**Metin parçası**
***

Bize Muhammed b. Beşşâr, ona Ğunder, ona Şu'be, ona Muğîre, ona Mücâhid, ona da Abdullah b. Amr (ra), Hz. Peygamber'in (sav) kendisine şöyle buyurduğunu rivayet etmiştir: "Har aydan üç gün oruç tut." Abdullah, "Benim bundan fazlasına gücüm yeter" deyince, Hz. Peygamber (sav), "Öyleyse bir gün oruç tut, bir gün tutma!" buyurana kadar Abdullah, ısrara devam etti. Yine Rasûlullah (sav) ona, "Kur'ân'ı bir ayda hatmet!" buyurdu. Abdullah ise, "Ben daha çok hatim okuyabilirim" demişti. Neticede Hz. Peygamber (sav), "Üç günde bir hatmet!" buyurana kadar, Abdullah ısrara devam etti.
Bize Âdem, ona Şu'be, ona Habîb b. Ebu Sâbit, ona Ebu Abbas el-Mekkî -ki şâir idi ve hadis rivayetinde itham edilmemiştir-, ona da Abdullah b. Amr b. el-Âs (ra) şöyle rivayet etmiştir: "Hz. Peygamber (sav) bana, 'Sen sürekli oruç tutuyor ve geceleyin sürekli namaz kılıyormuşsun' buyurdu. Ben de, 'Evet' dedim. Hz. Peygamber (sav), 'Böyle yaparsan gözünün feri gider ve vücudun zayıf düşer. Yıl boyu oruç tutan biri hiç oruç tutmamış demektir. Her ay üç gün oruç tutmak, bütün senenin orucu yerine geçer" buyurdu. Ben yine, 'Ben bundan daha fazlasını yapabilirim' deyince Hz. Peygamber (sav), 'Öyleyse Davud aleyhisselamın orucunu tut. O bir gün oruç tutar, bir gün tutmazdı. Düşmanla karşılaştığında da kaçmazdı' buyurdu.

***

**Görevler**
**1)** Metin parçasında "Bize Muhammed b. Beşşâr" ile başlayan rivayetin senedinde geçen râvileri, metindeki sırayla yazın.
**2)** Aşağıdaki satırlardan kaçında "white" kelimesinin geçtiğini sayın ve yalnızca sayıyı yazın; büyük-küçük harf ayrımı dikkate alınır.

***

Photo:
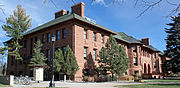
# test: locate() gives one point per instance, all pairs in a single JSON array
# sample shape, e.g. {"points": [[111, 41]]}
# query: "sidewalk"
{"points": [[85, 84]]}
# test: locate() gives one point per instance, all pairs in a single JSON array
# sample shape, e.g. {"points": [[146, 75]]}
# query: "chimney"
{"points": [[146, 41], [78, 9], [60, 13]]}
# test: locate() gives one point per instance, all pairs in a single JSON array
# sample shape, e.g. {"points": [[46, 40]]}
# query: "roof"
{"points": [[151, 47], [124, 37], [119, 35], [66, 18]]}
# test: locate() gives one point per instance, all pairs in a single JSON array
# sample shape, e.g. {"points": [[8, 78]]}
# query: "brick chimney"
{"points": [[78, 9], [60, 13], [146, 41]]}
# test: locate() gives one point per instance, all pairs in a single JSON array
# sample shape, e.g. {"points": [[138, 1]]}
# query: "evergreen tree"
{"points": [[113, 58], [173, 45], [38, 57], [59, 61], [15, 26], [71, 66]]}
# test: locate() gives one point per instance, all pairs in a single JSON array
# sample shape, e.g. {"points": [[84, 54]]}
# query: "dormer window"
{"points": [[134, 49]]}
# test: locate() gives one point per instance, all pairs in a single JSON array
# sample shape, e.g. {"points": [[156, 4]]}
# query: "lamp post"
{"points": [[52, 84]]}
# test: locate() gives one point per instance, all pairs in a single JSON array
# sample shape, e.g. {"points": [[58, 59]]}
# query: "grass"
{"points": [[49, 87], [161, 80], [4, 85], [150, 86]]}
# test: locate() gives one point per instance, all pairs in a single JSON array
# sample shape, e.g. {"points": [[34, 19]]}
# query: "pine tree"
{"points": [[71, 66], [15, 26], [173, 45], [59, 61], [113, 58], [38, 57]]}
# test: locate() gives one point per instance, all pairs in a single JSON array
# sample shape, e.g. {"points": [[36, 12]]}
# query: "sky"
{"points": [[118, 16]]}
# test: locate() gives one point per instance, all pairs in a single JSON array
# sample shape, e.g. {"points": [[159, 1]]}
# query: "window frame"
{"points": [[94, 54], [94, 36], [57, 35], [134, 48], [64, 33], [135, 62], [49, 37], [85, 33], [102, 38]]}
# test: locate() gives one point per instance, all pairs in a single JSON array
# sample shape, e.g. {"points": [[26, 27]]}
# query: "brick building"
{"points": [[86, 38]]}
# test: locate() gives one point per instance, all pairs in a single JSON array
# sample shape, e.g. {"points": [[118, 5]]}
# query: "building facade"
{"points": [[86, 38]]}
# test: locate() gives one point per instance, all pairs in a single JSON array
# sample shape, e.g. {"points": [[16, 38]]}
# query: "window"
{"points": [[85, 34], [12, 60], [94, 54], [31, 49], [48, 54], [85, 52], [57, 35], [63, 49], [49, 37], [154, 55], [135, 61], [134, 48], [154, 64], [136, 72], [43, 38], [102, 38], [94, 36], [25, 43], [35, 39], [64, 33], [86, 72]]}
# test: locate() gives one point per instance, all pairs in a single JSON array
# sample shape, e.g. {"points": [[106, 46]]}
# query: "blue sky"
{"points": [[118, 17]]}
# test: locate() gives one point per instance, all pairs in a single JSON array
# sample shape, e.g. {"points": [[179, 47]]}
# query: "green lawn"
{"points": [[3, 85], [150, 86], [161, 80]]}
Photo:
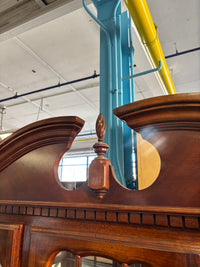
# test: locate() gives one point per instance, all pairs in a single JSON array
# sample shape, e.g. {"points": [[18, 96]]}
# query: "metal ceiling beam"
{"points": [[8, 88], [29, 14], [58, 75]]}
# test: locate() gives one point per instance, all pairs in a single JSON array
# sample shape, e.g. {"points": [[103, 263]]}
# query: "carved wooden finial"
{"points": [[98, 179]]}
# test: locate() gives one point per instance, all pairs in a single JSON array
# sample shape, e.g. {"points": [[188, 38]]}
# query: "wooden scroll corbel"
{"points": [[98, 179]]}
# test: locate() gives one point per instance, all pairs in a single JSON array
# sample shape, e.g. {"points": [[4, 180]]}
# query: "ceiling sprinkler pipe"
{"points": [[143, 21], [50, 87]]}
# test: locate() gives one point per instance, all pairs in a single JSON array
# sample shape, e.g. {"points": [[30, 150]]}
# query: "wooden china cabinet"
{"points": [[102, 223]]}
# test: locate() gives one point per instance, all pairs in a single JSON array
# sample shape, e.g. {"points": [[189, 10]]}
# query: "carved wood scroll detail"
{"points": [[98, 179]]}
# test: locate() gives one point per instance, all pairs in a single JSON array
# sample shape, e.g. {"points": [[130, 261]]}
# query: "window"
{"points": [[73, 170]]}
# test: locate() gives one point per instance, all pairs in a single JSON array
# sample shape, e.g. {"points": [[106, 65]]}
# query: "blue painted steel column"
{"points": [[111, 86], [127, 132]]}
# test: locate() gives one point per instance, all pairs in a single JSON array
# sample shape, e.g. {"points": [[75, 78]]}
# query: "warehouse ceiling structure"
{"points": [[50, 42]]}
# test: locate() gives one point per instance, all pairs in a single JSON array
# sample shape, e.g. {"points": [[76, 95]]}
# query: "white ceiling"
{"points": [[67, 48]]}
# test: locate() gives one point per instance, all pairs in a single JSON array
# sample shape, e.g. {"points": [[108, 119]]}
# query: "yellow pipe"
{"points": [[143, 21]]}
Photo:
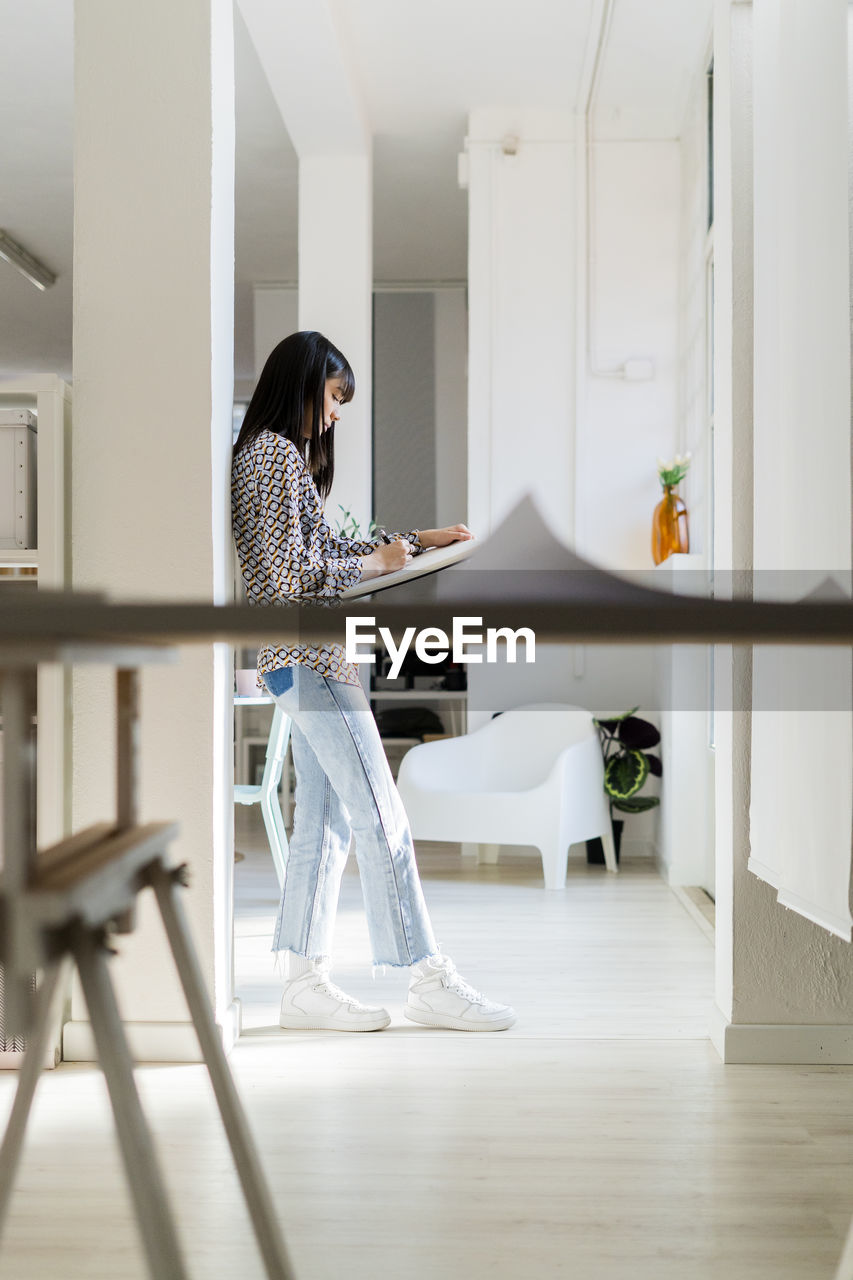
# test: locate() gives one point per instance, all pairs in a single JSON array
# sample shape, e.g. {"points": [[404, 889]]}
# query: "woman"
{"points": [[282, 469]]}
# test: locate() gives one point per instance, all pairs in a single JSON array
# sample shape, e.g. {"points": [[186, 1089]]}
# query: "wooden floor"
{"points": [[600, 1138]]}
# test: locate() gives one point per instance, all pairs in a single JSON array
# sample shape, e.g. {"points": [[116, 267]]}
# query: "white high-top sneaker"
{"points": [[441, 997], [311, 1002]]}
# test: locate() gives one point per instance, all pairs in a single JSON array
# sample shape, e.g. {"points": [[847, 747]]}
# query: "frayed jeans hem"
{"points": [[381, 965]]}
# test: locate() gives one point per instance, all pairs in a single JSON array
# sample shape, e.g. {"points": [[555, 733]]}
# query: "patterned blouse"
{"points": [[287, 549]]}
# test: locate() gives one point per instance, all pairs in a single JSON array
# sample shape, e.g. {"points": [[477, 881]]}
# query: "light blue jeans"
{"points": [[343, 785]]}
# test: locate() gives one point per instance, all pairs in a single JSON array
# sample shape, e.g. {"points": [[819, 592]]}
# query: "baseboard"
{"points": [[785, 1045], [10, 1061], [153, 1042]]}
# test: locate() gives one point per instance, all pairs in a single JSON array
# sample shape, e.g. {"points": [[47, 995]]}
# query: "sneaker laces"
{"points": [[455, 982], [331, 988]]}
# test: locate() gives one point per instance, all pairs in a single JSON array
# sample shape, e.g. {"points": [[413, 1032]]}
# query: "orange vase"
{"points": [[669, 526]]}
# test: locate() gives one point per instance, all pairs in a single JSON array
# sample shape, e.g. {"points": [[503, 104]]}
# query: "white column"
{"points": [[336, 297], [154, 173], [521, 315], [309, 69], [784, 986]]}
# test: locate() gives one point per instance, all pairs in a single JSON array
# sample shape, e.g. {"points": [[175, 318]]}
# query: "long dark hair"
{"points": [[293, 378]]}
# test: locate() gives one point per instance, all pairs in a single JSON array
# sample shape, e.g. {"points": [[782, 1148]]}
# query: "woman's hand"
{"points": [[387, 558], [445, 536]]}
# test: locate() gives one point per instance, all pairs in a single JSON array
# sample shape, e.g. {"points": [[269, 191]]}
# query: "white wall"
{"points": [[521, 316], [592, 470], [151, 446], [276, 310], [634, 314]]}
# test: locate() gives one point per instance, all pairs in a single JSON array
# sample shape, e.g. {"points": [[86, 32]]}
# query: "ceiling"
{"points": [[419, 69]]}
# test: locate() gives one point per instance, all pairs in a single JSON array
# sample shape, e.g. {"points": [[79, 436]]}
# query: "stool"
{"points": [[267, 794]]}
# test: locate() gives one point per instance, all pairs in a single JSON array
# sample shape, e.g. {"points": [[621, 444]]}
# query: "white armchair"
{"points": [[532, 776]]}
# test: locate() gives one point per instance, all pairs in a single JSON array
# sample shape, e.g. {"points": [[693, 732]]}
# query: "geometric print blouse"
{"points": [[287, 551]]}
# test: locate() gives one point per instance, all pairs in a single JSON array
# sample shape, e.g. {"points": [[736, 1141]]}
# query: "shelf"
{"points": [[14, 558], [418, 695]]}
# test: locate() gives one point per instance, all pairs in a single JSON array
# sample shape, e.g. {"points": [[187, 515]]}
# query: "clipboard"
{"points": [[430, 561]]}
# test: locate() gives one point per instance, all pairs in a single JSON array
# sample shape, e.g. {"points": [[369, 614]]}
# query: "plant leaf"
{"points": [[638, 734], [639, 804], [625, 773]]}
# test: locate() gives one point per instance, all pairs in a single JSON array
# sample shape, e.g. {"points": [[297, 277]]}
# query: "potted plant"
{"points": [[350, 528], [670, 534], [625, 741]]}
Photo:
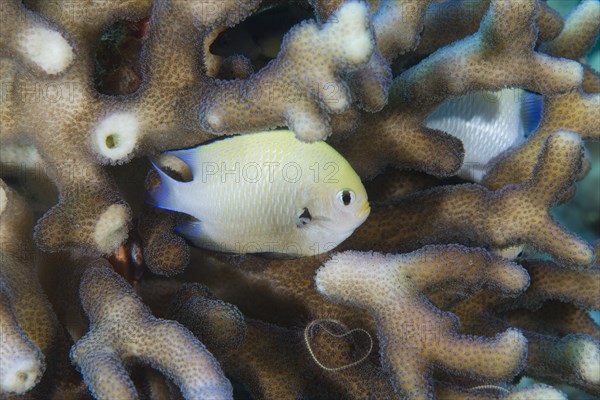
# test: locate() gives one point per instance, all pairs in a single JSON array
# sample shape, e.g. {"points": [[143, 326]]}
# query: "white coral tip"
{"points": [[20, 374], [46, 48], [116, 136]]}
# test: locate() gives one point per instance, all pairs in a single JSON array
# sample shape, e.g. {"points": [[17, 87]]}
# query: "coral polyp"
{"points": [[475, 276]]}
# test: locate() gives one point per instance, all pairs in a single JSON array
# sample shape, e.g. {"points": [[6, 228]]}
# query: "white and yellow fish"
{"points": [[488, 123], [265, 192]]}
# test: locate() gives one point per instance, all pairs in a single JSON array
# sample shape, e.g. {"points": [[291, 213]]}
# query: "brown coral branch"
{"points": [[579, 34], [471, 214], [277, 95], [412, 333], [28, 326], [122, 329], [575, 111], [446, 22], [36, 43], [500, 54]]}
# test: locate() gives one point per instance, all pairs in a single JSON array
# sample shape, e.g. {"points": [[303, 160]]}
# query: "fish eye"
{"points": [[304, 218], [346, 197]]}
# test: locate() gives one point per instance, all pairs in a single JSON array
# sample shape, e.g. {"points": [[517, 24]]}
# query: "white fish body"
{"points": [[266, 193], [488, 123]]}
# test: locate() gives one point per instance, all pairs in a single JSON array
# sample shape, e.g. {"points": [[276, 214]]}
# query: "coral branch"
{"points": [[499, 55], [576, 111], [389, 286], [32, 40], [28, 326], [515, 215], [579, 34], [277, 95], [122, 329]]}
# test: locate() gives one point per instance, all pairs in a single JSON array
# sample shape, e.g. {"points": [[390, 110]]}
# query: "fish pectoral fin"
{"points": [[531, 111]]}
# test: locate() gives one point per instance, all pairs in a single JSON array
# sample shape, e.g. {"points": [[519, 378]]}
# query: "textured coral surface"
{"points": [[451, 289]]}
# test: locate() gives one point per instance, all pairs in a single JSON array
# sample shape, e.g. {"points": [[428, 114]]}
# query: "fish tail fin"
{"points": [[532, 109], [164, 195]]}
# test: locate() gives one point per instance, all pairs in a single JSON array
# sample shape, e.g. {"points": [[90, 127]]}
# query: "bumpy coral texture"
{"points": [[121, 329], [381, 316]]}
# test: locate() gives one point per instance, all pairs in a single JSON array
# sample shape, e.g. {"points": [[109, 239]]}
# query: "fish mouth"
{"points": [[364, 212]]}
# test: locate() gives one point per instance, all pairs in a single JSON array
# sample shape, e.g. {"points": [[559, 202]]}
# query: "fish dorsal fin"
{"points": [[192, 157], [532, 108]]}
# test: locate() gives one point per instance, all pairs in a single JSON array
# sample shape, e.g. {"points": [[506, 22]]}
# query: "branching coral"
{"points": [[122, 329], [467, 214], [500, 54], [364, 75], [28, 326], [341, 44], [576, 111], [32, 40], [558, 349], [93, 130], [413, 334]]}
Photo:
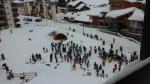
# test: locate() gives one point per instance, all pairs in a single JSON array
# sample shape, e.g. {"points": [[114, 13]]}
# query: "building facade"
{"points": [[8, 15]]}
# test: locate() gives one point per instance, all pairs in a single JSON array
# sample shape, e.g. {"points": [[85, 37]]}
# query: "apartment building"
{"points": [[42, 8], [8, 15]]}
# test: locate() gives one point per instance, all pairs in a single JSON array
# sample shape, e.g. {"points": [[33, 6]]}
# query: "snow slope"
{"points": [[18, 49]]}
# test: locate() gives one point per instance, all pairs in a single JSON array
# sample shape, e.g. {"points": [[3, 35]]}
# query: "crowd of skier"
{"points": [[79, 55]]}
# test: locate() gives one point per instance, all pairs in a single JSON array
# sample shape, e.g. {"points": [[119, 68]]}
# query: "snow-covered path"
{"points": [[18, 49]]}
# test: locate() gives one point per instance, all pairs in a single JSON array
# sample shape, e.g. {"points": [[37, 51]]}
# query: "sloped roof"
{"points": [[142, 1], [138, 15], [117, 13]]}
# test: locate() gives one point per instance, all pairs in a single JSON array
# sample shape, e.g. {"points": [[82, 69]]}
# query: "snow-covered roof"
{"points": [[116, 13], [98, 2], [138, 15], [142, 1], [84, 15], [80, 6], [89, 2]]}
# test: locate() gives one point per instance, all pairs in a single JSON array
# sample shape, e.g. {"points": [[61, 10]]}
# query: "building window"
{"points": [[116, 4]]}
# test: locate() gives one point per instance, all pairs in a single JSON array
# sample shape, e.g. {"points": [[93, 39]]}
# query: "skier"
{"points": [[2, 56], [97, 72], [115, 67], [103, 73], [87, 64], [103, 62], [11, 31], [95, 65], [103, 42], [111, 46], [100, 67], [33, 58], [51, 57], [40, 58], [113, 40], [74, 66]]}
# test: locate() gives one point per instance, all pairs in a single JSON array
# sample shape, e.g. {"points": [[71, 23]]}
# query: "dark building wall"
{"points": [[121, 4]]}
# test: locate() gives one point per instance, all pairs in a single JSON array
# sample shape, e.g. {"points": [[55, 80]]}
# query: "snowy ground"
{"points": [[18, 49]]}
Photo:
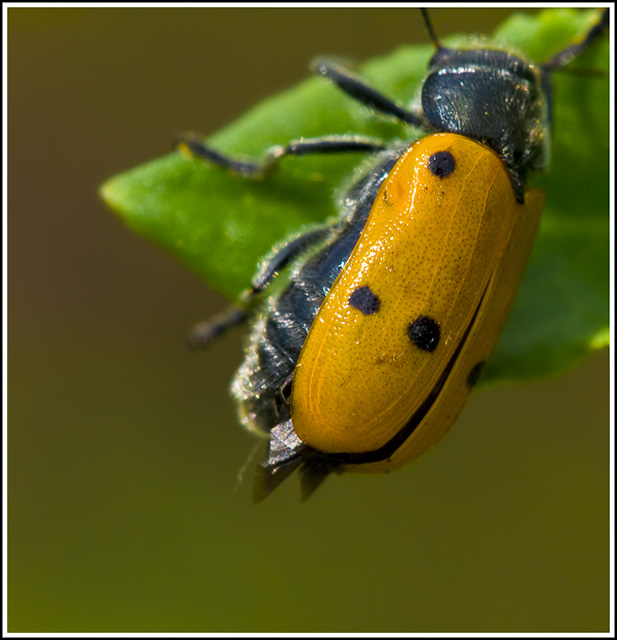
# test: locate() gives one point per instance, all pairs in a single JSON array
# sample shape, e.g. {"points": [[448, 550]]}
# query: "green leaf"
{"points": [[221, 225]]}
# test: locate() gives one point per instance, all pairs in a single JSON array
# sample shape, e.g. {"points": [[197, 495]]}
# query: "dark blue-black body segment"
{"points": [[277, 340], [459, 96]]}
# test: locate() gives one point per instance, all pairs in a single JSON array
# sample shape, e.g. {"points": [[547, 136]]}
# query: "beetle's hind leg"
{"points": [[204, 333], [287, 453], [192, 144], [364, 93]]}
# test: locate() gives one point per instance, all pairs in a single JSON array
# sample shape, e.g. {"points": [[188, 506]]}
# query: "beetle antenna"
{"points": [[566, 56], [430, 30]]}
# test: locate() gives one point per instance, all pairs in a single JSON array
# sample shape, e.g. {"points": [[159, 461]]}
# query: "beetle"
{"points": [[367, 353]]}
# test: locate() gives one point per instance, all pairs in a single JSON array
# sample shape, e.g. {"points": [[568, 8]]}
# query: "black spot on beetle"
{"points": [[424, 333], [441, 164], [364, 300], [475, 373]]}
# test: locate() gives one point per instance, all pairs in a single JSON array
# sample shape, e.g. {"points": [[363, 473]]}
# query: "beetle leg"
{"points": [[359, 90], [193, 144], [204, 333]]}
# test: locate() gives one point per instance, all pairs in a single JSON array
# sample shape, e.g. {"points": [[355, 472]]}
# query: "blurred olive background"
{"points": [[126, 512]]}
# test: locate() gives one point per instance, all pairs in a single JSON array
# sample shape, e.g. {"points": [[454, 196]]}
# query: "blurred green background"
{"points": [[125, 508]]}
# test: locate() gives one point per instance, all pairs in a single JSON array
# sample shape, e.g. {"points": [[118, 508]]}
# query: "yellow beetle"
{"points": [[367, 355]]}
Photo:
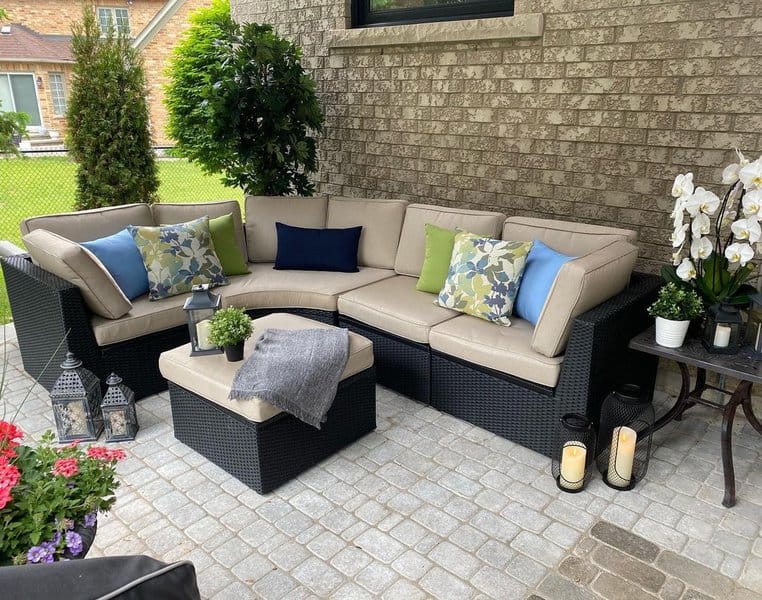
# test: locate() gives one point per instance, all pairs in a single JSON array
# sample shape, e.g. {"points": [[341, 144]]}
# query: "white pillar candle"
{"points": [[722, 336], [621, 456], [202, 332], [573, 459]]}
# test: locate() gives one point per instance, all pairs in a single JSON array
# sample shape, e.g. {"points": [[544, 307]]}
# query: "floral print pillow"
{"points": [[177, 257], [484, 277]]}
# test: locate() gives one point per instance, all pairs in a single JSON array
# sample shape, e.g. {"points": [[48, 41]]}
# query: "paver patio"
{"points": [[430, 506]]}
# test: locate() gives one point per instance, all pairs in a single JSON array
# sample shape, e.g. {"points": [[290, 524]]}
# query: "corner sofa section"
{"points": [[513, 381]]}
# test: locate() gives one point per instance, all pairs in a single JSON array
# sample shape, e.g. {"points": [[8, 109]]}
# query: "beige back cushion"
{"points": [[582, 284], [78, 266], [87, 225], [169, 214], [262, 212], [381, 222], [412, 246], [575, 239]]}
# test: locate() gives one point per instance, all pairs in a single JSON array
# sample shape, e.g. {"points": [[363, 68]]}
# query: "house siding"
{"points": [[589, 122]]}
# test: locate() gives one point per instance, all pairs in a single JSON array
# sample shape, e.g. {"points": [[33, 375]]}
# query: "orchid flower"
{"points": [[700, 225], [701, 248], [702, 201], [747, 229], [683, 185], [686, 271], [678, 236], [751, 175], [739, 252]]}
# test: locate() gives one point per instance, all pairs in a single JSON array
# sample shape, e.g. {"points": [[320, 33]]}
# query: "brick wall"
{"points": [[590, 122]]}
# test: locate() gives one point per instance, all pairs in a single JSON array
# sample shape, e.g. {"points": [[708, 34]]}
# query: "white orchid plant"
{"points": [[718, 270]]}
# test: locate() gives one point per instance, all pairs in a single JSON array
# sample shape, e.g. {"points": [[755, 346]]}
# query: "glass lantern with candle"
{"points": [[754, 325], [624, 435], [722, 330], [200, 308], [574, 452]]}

***

**Alıştırma cevapları**
**1)** Muhammed b. Beşşâr, Ğunder, Şu'be, Muğîre, Mücâhid, Abdullah b. Amr

**2)** 10